Nothing but an exact repeat of the data, with pictures removed, belongs in the answer.

━━━━━ Data extracts

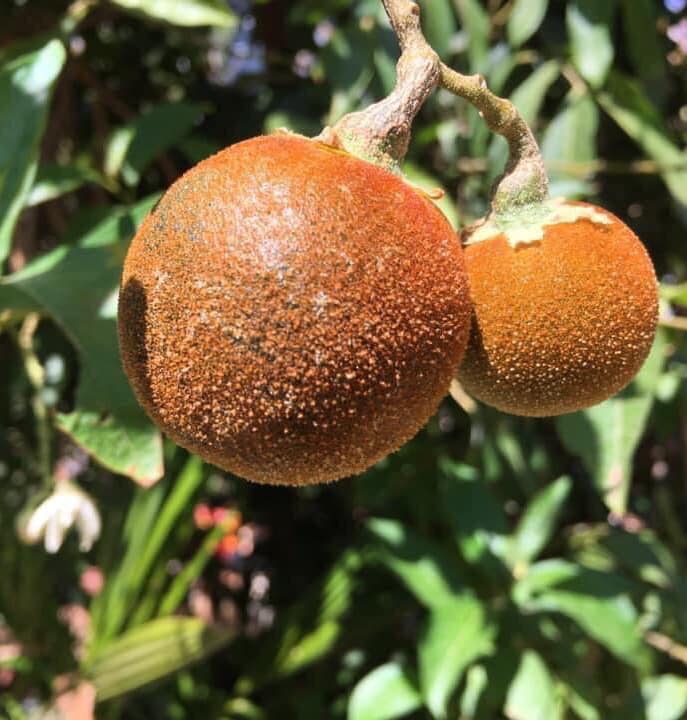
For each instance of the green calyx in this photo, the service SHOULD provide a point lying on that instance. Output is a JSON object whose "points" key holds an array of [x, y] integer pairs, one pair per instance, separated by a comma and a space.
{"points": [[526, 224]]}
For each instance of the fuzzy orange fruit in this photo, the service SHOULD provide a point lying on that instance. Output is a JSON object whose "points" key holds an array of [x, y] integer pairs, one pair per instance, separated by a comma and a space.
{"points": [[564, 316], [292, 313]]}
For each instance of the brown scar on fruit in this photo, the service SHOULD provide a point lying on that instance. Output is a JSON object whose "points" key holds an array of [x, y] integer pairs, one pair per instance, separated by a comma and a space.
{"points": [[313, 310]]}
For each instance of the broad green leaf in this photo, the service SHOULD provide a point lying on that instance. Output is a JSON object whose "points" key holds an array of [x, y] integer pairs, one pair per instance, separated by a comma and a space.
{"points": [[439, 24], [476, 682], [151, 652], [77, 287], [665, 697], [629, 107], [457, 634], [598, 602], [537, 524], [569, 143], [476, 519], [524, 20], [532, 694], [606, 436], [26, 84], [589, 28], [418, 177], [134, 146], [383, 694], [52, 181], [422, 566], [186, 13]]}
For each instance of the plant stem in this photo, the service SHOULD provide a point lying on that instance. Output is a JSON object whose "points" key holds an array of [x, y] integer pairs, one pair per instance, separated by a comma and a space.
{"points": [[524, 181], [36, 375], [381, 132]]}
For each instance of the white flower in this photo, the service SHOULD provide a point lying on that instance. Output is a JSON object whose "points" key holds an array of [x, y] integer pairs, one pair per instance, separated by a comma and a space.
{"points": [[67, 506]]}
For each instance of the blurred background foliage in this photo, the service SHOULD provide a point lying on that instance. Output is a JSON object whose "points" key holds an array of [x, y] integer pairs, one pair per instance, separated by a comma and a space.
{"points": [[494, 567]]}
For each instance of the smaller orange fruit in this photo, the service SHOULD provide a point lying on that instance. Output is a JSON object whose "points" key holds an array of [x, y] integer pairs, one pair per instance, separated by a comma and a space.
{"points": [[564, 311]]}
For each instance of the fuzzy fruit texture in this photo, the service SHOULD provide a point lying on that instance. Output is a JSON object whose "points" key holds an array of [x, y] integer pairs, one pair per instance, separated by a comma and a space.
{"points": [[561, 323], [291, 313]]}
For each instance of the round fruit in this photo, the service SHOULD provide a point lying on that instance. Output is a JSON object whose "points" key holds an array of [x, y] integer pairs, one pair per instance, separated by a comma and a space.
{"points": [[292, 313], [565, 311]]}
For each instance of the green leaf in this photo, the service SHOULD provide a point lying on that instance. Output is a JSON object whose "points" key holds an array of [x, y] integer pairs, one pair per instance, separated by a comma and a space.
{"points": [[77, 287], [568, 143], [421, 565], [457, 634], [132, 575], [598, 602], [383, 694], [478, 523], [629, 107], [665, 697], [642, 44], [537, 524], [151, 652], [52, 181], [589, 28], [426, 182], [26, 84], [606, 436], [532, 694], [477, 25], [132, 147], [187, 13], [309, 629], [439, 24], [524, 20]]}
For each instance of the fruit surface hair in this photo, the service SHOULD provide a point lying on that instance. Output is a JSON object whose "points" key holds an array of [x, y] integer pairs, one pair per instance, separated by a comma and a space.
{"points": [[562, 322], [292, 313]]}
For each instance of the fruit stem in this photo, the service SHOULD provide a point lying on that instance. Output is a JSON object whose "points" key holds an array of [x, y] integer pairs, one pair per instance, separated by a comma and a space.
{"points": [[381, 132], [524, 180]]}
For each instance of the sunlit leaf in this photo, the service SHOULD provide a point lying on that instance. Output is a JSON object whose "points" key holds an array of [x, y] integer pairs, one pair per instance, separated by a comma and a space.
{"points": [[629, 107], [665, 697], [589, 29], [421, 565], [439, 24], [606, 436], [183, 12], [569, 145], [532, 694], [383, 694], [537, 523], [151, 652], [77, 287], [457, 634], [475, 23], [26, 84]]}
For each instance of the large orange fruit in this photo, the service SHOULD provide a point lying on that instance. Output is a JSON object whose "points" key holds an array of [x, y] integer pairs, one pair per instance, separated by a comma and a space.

━━━━━━━━━━

Expected answer:
For each instance of the green calyx in this photo, the service SHOULD provide a point lying on that instance. Output is a JSON object whose "points" key holds an array of [x, y] integer pairs, one pair per instance, separated by a comma and a space.
{"points": [[526, 224]]}
For each instance of the fuzzy orange fruit in this photo, the service SHOULD provide a point lying on that instance. Output is a JSON object whose "points" key holds an array of [x, y] integer pairs, one pair per instance, separated by a comma and a space.
{"points": [[564, 316], [292, 313]]}
For each instance of the brown scar on fruit in this photo, the service SHOULD provide a point lying on that instance. Output is a JSON object whose "points" key holds an array of [x, y] integer pairs, one pair per instance, separated by a comma and a space.
{"points": [[313, 310]]}
For each instance of the broad green leaf in this photo, the service SHOULD provide a point lying on that instance. Output is a JSON object whose "points" key holds an array of [x, y] integer pairs, one pair per instance, separated by a comma and a space.
{"points": [[439, 24], [476, 682], [151, 652], [77, 287], [665, 697], [629, 107], [457, 634], [598, 602], [537, 524], [569, 143], [476, 519], [524, 20], [532, 694], [606, 436], [26, 84], [589, 28], [418, 177], [134, 146], [383, 694], [52, 181], [422, 566], [186, 13]]}
For each instance of the plant stem in this photo, the service SHOULD provide a point lying on that instance. Output is a JSON object whose "points" key holds an array of [x, y] integer pairs, one pair per instance, separated by a comma and a space.
{"points": [[524, 181], [36, 375], [381, 132]]}
For each instance of the white flower in this photo, the service SHOULD provide a point lying on that instance. Output is a JSON object whose "points" key holds an array of [x, y] integer pairs, one pair per instance, separated by a comma and a space.
{"points": [[67, 506]]}
For each instance of the blurred background foliage in this photo, the service SHOULD provide a point lying on that instance. Output is a JSON object whose "points" key holds an array of [x, y] integer pairs, one pair per instance, separated by a comma and a space.
{"points": [[494, 567]]}
For each instance of the smaller orange fruit in this photo, the service SHOULD provide a point lying on that instance. Output is a JSON object whose "points" key holds an array of [x, y] integer pairs, one pair per instance, separated by a comma and a space.
{"points": [[564, 311]]}
For each instance of the fuzzy fruit texture in this photo, the service SHOULD provide a point lying on that instance. Output is a JSON object whose "points" key holds an array of [x, y] integer pairs, one pair per instance, separated by a comma and a space.
{"points": [[561, 323], [291, 313]]}
For each instance of the round fruit in this photo, the service SHOULD provide a point lying on that instance. Output is a JSON object whose "points" key holds an array of [x, y] integer pairs, one pair per instance, separated by a comma and a space.
{"points": [[292, 313], [565, 311]]}
For each instance of the green leaf in this photo, the service SHOULD provide a point lying on that instance. Output is a JSON object whose "points" key holds an array of [x, y] integer pairs, one pair per instance, separated by a comma and a space.
{"points": [[77, 287], [568, 143], [421, 565], [457, 634], [132, 575], [598, 602], [383, 694], [478, 523], [629, 107], [665, 697], [642, 44], [537, 524], [151, 652], [52, 181], [589, 28], [426, 182], [26, 84], [606, 436], [532, 694], [477, 25], [132, 147], [187, 13], [309, 629], [439, 24], [524, 20]]}
For each instance of the fruit surface hair in this photo, the service SHOULD provide a point lying on that instance. Output is a JSON object whose "points" key holds an array of [x, y] integer pairs, one pair per instance, separated by a comma and a space.
{"points": [[562, 322], [292, 313]]}
For each instance of the fruit stem in this photo, the service SHOULD provide a point lying on that instance. Output is a JSON object whose "points" key holds an array of [x, y] integer pairs, one pair per instance, separated by a comma and a space.
{"points": [[381, 132], [524, 180]]}
For each instance of the sunlit leaf in this photo, the service SHOULD provide a point lying on that instance. Output is a JSON object whose "points" key holds an array of [x, y] integer pairs, one pair per instance, separated by a comma and a space.
{"points": [[629, 107], [665, 697], [589, 29], [421, 565], [439, 24], [606, 436], [183, 12], [569, 145], [532, 694], [383, 694], [537, 523], [151, 652], [77, 287], [457, 634], [475, 23], [26, 84]]}
For each instance of the large orange fruit in this photo, the service SHOULD provide a point lying on that instance. Output is a JSON object whose "points" key holds an array of [x, y] integer pairs, one pair per instance, separated by a comma and a space.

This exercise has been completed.